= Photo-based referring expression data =
»»
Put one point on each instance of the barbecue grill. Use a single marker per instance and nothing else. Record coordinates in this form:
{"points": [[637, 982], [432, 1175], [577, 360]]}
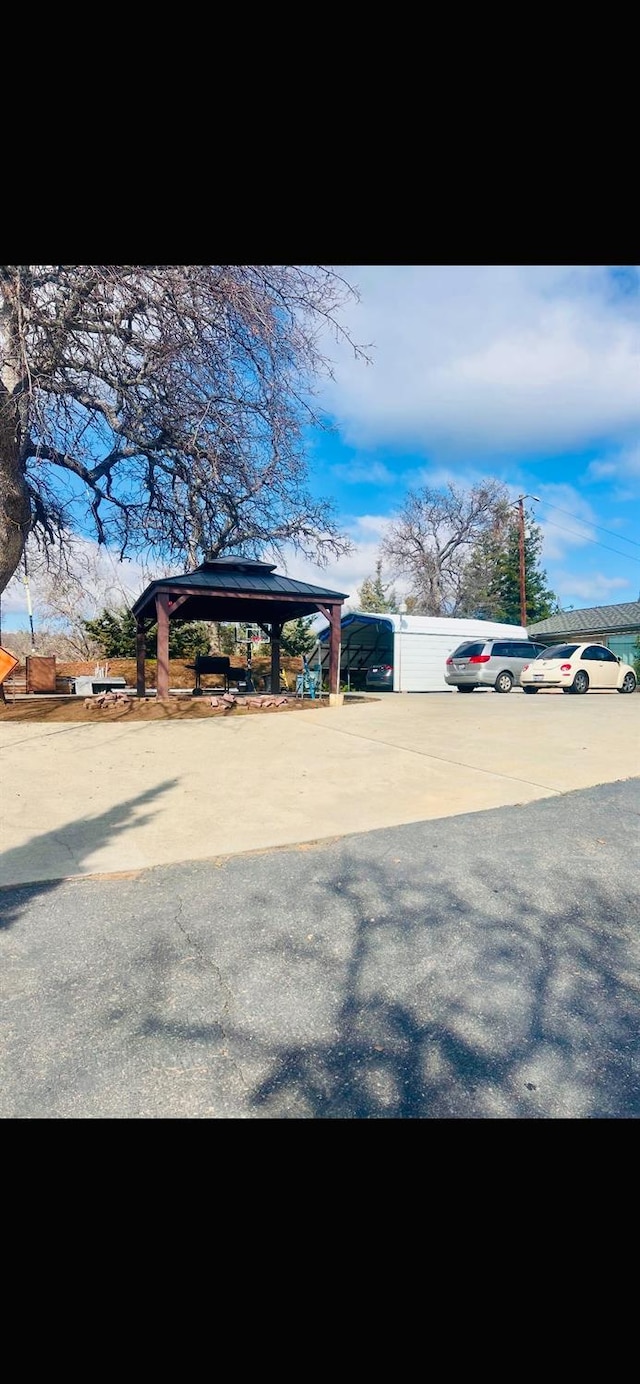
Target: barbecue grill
{"points": [[220, 665]]}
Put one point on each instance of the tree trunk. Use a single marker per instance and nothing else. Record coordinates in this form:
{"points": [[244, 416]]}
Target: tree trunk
{"points": [[14, 496]]}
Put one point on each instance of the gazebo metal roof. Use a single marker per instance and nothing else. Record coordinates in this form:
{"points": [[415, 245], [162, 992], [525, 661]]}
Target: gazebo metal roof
{"points": [[236, 588]]}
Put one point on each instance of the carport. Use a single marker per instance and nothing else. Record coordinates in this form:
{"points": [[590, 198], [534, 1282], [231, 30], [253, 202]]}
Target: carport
{"points": [[236, 590]]}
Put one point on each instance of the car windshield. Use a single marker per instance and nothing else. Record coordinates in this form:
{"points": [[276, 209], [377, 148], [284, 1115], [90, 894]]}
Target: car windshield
{"points": [[558, 651]]}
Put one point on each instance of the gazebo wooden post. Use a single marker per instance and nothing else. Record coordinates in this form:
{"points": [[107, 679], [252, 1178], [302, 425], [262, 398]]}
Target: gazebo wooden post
{"points": [[276, 633], [162, 648], [334, 645], [140, 673]]}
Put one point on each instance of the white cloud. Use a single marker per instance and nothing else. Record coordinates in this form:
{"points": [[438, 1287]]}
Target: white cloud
{"points": [[624, 467], [365, 472], [347, 573], [592, 590], [488, 359]]}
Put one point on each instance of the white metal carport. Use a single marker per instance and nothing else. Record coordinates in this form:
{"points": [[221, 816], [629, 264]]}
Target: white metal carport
{"points": [[416, 645]]}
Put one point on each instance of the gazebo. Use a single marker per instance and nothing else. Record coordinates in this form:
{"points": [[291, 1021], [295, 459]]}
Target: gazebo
{"points": [[233, 588]]}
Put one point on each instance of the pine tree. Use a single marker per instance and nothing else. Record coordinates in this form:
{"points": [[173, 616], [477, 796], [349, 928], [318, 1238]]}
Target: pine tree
{"points": [[504, 590], [115, 633], [374, 595]]}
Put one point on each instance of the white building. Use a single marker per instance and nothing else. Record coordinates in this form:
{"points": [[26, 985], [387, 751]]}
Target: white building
{"points": [[414, 645]]}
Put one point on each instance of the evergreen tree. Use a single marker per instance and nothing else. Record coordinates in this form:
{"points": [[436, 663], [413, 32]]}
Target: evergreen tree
{"points": [[115, 633], [374, 595], [504, 588]]}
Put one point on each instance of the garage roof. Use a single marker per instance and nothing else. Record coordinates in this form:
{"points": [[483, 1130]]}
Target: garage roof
{"points": [[592, 619]]}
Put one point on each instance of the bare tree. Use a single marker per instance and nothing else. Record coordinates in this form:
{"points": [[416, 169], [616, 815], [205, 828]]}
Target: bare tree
{"points": [[438, 541], [165, 404]]}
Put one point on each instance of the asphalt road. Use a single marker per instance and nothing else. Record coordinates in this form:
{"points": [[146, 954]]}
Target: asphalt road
{"points": [[473, 966]]}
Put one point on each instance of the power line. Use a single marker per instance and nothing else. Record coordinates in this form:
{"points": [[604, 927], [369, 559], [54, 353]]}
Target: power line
{"points": [[590, 525], [628, 557]]}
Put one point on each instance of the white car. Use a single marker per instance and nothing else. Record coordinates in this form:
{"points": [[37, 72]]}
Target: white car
{"points": [[575, 667]]}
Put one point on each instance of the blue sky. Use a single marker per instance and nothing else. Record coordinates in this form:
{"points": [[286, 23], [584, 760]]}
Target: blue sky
{"points": [[525, 372]]}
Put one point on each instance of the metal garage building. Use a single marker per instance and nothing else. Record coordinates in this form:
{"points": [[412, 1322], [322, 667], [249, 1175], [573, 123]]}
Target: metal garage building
{"points": [[416, 645]]}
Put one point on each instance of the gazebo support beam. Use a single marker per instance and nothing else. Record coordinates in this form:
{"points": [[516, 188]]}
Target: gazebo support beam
{"points": [[334, 642], [140, 658], [162, 648], [276, 633]]}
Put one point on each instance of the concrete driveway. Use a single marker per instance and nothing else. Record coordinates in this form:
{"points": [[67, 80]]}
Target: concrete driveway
{"points": [[107, 799]]}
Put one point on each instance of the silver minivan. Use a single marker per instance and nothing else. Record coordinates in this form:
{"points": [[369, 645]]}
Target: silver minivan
{"points": [[489, 663]]}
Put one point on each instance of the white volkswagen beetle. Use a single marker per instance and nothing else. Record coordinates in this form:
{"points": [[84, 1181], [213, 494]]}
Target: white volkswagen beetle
{"points": [[576, 667]]}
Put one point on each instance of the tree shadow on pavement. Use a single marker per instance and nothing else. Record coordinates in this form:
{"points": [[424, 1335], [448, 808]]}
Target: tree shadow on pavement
{"points": [[413, 997], [78, 839]]}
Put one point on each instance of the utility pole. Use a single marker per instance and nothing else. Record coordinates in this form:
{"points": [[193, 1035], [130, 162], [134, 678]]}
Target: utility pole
{"points": [[522, 572], [520, 503]]}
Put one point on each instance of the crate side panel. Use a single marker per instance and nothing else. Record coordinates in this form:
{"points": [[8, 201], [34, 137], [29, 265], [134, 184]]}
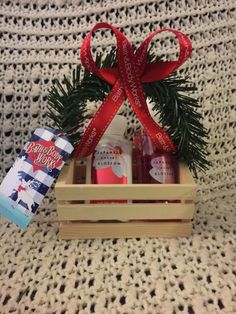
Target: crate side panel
{"points": [[127, 191], [72, 230]]}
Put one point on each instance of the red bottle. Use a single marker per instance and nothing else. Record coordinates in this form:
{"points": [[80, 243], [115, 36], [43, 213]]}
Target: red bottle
{"points": [[153, 165]]}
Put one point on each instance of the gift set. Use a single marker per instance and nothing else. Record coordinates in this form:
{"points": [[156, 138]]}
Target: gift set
{"points": [[118, 181]]}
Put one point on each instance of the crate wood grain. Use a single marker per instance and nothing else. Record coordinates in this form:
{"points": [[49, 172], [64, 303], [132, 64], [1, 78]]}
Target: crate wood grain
{"points": [[80, 219]]}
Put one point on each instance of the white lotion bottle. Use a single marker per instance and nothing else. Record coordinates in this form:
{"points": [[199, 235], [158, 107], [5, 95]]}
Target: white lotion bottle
{"points": [[111, 161]]}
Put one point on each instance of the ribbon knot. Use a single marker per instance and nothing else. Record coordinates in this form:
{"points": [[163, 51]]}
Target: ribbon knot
{"points": [[127, 79]]}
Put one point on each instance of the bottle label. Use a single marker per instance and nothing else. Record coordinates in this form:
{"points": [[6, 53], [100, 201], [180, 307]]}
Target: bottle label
{"points": [[33, 172], [109, 165], [162, 170]]}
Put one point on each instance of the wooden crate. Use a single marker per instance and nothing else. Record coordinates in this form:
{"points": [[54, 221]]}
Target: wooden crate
{"points": [[80, 219]]}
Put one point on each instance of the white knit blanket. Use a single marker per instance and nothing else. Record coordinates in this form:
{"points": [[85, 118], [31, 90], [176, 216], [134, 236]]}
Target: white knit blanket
{"points": [[38, 273]]}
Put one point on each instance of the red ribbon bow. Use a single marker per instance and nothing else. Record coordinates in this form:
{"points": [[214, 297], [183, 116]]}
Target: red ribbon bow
{"points": [[127, 80]]}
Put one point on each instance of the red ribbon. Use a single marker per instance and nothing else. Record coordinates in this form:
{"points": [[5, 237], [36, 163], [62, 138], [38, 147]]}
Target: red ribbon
{"points": [[127, 80]]}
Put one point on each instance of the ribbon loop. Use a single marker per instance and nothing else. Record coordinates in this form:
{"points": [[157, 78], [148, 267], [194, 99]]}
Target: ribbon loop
{"points": [[127, 80]]}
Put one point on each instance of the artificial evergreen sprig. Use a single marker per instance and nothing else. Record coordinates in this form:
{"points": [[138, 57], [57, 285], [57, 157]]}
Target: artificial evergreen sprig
{"points": [[169, 97]]}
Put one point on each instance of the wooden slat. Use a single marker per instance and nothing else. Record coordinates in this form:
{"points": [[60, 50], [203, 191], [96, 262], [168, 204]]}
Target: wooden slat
{"points": [[125, 191], [77, 230], [124, 211]]}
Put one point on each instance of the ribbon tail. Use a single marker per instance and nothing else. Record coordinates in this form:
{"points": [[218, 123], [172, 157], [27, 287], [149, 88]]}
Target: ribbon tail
{"points": [[100, 122]]}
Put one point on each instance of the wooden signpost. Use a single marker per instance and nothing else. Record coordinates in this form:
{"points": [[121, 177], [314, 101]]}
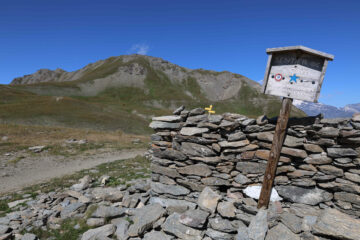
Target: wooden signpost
{"points": [[292, 73]]}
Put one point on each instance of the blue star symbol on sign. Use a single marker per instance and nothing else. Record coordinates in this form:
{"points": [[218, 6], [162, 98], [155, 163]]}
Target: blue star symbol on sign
{"points": [[293, 78]]}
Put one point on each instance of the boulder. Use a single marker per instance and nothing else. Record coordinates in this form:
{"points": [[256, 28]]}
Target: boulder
{"points": [[281, 232], [196, 150], [157, 125], [99, 233], [145, 218], [208, 200], [191, 131], [341, 152], [197, 169], [258, 226], [308, 196], [335, 224], [107, 194], [175, 190], [173, 226], [167, 118], [195, 218]]}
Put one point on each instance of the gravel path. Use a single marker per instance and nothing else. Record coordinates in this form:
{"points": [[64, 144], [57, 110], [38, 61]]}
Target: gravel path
{"points": [[34, 170]]}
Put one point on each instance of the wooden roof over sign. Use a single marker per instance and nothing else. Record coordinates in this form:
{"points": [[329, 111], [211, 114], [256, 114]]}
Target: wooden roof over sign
{"points": [[303, 48]]}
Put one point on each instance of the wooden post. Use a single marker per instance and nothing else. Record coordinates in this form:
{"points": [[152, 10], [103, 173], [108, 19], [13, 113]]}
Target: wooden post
{"points": [[274, 156]]}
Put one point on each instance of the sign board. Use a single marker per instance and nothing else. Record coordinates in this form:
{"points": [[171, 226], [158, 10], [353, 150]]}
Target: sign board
{"points": [[295, 72]]}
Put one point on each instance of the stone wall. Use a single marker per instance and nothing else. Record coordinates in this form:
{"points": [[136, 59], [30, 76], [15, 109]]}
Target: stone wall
{"points": [[319, 164]]}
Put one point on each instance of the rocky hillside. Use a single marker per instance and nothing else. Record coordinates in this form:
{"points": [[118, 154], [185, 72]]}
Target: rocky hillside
{"points": [[125, 92]]}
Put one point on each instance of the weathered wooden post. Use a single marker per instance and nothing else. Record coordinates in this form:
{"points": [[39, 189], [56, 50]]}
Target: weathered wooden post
{"points": [[292, 73]]}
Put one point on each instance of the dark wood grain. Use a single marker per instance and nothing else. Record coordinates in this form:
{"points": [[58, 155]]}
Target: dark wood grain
{"points": [[274, 156]]}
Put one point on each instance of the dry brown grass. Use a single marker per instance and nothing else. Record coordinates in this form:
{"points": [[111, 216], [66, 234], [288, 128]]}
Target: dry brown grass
{"points": [[24, 136]]}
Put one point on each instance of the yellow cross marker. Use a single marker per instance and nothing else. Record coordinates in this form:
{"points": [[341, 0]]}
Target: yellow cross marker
{"points": [[209, 109]]}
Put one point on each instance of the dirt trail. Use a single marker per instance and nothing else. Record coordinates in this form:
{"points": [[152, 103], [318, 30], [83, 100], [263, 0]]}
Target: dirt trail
{"points": [[39, 169]]}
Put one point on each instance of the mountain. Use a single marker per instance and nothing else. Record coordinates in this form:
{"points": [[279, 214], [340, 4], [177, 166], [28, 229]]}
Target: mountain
{"points": [[329, 111], [124, 92]]}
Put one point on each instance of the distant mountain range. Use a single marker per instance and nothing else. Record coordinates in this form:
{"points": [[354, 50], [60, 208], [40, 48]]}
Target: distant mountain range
{"points": [[329, 111], [124, 92]]}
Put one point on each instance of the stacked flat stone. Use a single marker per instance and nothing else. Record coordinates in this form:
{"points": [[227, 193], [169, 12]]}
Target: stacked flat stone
{"points": [[319, 164]]}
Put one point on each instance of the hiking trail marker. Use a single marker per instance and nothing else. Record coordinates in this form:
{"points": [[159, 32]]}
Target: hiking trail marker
{"points": [[295, 72], [210, 111]]}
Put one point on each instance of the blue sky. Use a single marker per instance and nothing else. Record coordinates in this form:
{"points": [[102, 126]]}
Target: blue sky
{"points": [[217, 35]]}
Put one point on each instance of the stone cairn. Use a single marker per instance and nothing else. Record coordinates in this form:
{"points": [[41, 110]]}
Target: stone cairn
{"points": [[207, 171]]}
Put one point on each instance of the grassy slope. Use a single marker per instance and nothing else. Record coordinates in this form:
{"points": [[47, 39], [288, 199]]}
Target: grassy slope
{"points": [[120, 108]]}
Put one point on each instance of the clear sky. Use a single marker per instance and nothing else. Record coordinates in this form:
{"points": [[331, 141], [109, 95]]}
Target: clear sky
{"points": [[209, 34]]}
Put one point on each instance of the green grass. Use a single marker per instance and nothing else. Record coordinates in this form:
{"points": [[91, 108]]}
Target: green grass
{"points": [[126, 108], [120, 173]]}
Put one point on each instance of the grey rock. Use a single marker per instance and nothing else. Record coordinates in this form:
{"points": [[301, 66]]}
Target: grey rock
{"points": [[208, 200], [318, 159], [195, 218], [196, 150], [144, 219], [157, 125], [236, 136], [331, 170], [215, 181], [226, 144], [154, 235], [4, 229], [240, 178], [224, 225], [216, 235], [353, 177], [304, 195], [291, 221], [83, 184], [108, 212], [99, 233], [197, 169], [170, 172], [173, 226], [242, 233], [167, 202], [107, 194], [341, 152], [356, 117], [258, 226], [216, 119], [170, 154], [226, 209], [167, 118], [4, 220], [175, 190], [122, 227], [348, 197], [280, 232], [329, 132], [308, 222], [313, 148], [95, 222], [72, 209], [335, 224], [29, 236], [251, 167], [191, 131], [179, 110], [196, 111]]}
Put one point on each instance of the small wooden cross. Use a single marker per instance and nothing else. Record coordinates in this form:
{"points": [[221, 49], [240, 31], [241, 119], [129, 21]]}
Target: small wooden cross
{"points": [[209, 109]]}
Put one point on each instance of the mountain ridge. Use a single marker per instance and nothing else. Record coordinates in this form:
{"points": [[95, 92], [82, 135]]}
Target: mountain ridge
{"points": [[124, 92], [328, 111]]}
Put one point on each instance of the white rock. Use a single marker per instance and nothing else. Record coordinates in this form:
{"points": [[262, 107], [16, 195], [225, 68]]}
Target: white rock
{"points": [[254, 192]]}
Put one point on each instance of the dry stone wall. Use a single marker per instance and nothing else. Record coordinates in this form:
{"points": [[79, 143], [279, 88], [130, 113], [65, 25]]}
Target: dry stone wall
{"points": [[319, 165]]}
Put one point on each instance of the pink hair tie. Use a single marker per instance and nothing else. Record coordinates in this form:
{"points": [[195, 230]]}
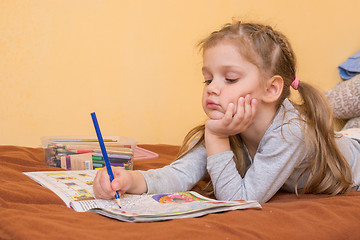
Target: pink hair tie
{"points": [[295, 83]]}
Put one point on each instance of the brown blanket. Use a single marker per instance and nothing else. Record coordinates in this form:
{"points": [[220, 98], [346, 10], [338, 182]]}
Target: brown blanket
{"points": [[30, 211]]}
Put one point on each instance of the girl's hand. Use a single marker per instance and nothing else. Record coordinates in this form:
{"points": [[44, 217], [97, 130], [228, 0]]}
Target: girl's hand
{"points": [[105, 189], [234, 120]]}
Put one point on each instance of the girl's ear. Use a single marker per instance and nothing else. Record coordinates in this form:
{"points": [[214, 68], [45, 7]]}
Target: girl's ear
{"points": [[273, 89]]}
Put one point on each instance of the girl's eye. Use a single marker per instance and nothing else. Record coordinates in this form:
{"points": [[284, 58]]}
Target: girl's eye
{"points": [[207, 82]]}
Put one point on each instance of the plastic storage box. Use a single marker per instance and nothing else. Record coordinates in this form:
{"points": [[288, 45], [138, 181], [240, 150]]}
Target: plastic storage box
{"points": [[84, 153]]}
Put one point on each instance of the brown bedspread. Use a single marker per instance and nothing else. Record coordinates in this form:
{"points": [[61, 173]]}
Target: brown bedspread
{"points": [[30, 211]]}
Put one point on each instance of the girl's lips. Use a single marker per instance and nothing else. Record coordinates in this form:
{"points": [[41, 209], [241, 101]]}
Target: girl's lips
{"points": [[211, 104]]}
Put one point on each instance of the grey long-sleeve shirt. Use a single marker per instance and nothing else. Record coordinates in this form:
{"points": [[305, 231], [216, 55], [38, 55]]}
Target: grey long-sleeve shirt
{"points": [[275, 164]]}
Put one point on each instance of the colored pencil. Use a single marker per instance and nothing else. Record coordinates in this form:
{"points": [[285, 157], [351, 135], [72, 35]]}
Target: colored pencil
{"points": [[106, 159]]}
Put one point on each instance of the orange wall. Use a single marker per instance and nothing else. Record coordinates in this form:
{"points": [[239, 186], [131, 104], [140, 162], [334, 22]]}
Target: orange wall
{"points": [[135, 63]]}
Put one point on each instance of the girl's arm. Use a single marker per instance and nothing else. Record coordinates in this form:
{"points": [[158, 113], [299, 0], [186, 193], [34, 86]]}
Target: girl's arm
{"points": [[276, 163]]}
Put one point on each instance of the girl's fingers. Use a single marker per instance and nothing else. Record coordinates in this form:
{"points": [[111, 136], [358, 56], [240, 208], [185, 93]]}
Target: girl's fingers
{"points": [[229, 113], [240, 108], [247, 109]]}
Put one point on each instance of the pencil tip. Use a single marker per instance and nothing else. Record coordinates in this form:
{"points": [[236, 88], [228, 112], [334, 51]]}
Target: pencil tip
{"points": [[118, 202]]}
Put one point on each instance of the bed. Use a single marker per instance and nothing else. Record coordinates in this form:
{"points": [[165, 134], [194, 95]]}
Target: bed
{"points": [[30, 211]]}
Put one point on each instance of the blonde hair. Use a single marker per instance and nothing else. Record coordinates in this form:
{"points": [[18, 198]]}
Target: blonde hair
{"points": [[271, 52]]}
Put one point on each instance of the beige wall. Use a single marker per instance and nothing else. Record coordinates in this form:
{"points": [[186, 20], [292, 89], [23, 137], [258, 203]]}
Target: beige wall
{"points": [[135, 63]]}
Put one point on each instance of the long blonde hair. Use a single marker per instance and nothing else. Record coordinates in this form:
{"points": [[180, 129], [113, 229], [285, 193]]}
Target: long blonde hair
{"points": [[271, 52]]}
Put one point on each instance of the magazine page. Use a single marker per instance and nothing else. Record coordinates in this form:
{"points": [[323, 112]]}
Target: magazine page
{"points": [[159, 207], [68, 185]]}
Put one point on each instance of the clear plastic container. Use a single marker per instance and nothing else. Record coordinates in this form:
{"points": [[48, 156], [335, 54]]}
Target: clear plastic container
{"points": [[83, 152]]}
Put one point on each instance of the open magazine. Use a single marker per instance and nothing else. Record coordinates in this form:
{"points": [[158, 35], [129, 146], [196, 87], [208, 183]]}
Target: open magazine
{"points": [[76, 190]]}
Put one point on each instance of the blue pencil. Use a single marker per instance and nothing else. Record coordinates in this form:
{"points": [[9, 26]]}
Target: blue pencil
{"points": [[105, 156]]}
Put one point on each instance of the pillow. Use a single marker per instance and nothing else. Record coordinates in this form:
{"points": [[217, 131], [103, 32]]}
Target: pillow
{"points": [[344, 98], [352, 123]]}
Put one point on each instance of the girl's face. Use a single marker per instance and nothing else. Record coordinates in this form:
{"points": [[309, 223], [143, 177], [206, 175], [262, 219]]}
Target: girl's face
{"points": [[228, 76]]}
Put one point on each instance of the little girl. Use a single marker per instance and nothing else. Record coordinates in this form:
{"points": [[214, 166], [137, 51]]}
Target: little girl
{"points": [[256, 140]]}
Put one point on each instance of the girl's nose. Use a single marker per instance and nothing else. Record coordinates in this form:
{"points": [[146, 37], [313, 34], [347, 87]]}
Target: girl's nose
{"points": [[213, 88]]}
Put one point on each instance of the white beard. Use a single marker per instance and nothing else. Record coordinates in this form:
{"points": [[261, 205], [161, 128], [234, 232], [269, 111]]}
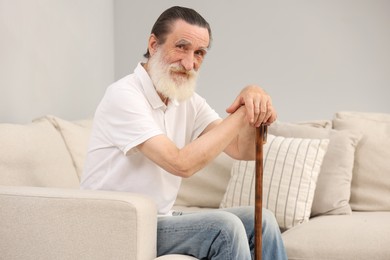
««
= Task brief =
Print exactly the lines from the first line of the records above through the line containing "Put one point on each instance of the tree trunk.", both included, and leave the pictures out.

= Solution =
Put one point on each instance of the barbecue grill. Use a single marker per instance and nothing else. Record coordinates in this form:
{"points": [[637, 982], [432, 1175], [577, 360]]}
Target: barbecue grill
{"points": [[220, 665]]}
Put one point on each instance of the tree trunk. Use a single marker per instance and nothing else. Record coordinates in this form:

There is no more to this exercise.